— Job —
Can you output the stretch of the reviewer response that begins at "2. Differences with" and ends after "of our work.", word for word?

— Document extract —
============

2. Differences with Concurrent Work:
We thank the reviewer for pointing out these concurrent works and will cite and discuss them in our revision. However, we believe our contribution remains distinct. While those works also explore token dropout to mitigate hallucination or improve efficiency, their methods rely heavily on empirical observation of the attention mechanism rather than being derived from a principled foundation. In contrast, our approach is grounded in uncertainty quantification, providing a more theoretically motivated and generalizable framework. This difference in motivation and methodology highlights the novelty and rigor of our work.
3. Efficiency:
We collect the computation overhead data in our main experiments (aligned with the experiment setting in Table 1) and calculate the throughput and wall-time. As shown in the table, throughput only decreases by approximately 7% for the method without preliminary forward, and the wall-time impact remains minor. More importantly, performance consistently improves across various benchmarks, indicating a successful trade-off between efficiency and performance.
| Metric | Greedy | Our method w/o prelim | Our method w/ prelim |
|---|---|---|---|
| CHAIRS ↓ | 42.20 | 39.73 (−2.47) | 39.80 (−2.40) |
| CHAIRI ↓ | 12.83 | 12.20 (−0.63) | 11.73 (−1.10) |
| F1all ↑ | 0.795 | 0.799 (+0.004) | 0.804 (+0.009) |
| F0.5all ↑ | 0.784 | 0.794 (+0.010) | 0.796 (+0.012) |
| Pall ↑ | 0.772 | 0.791 (+0.019) | 0.790 (+0.018) |
| Rall ↑ | 0.847 | 0.843 (−0.004) | 0.851 (+0.004) |
| Throughput (tok/s) ↑ | 37.0 | 34.1 | 20.1 |
| Wall-time (per 50 tok) ↓ | 1.35 | 1.47 | 2.49 |
4. Random Masking Effectiveness:
You mentioned the unintuitive result that random masking might appear more effective at reducing hallucinations, despite lower BLEU scores. As clearly discussed in Section 7.4, random masking often results in repetitive token generation (e.g., repeatedly generating “apple”), which artificially inflates CHAIR scores but reduces BLEU scores and fails to yield meaningful THRONE metrics due to impractical computational overhead. Thus, random masking actually provides invalid generation.
Thank you once again for your constructive comments and valuable suggestions, which greatly enhance our manuscript's quality and comprehensiveness.

============

— Provided records —
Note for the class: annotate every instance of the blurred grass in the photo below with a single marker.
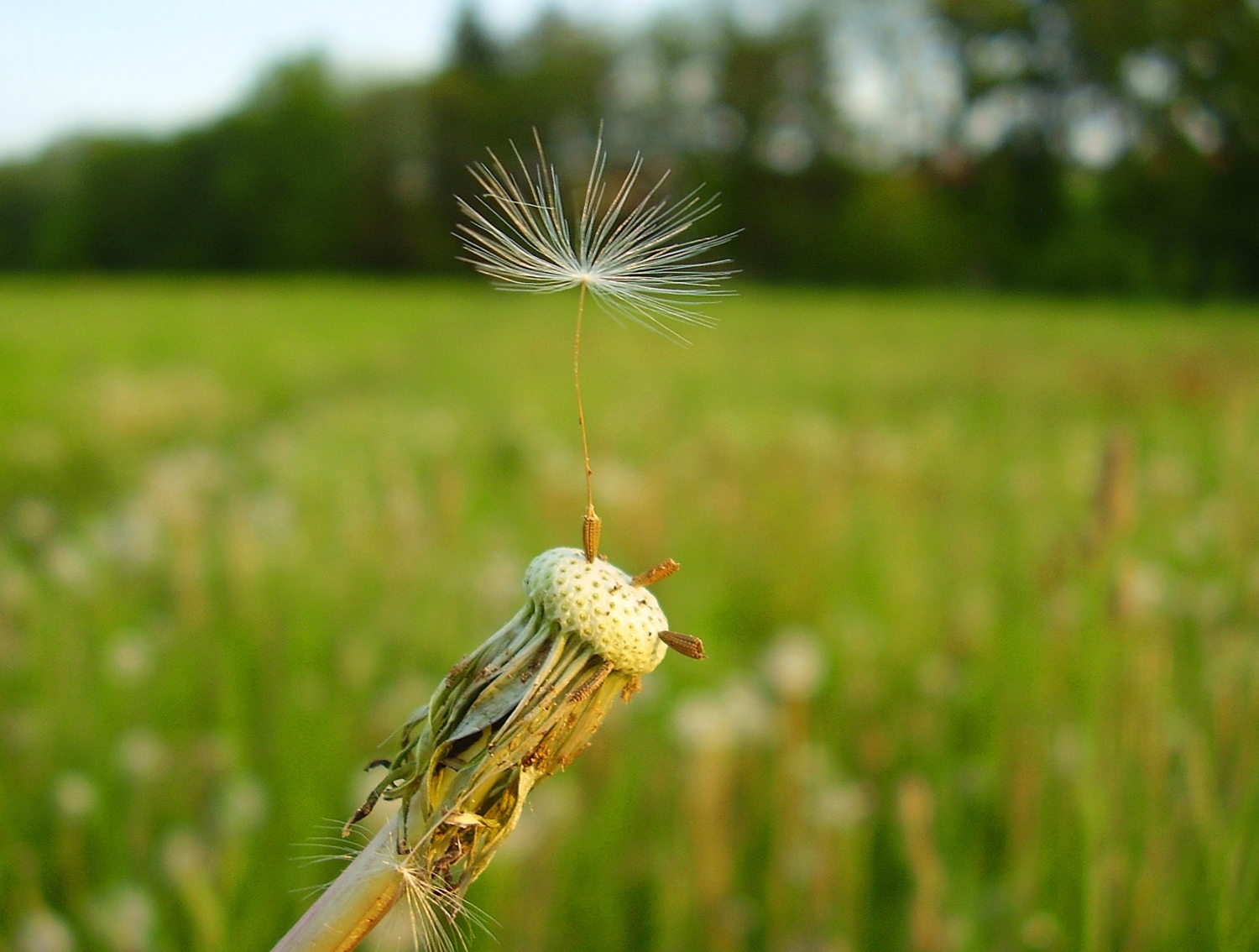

============

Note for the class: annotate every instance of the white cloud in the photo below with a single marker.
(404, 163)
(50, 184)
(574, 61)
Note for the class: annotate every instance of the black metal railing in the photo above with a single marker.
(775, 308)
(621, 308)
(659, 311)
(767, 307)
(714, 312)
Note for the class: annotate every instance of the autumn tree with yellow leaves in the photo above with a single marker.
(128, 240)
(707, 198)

============

— Answer to the problem —
2. Differences with Concurrent Work:
We thank the reviewer for pointing out these concurrent works and will cite and discuss them in our revision. However, we believe our contribution remains distinct. While those works also explore token dropout to mitigate hallucination or improve efficiency, their methods rely heavily on empirical observation of the attention mechanism rather than being derived from a principled foundation. In contrast, our approach is grounded in uncertainty quantification, providing a more theoretically motivated and generalizable framework. This difference in motivation and methodology highlights the novelty and rigor of our work.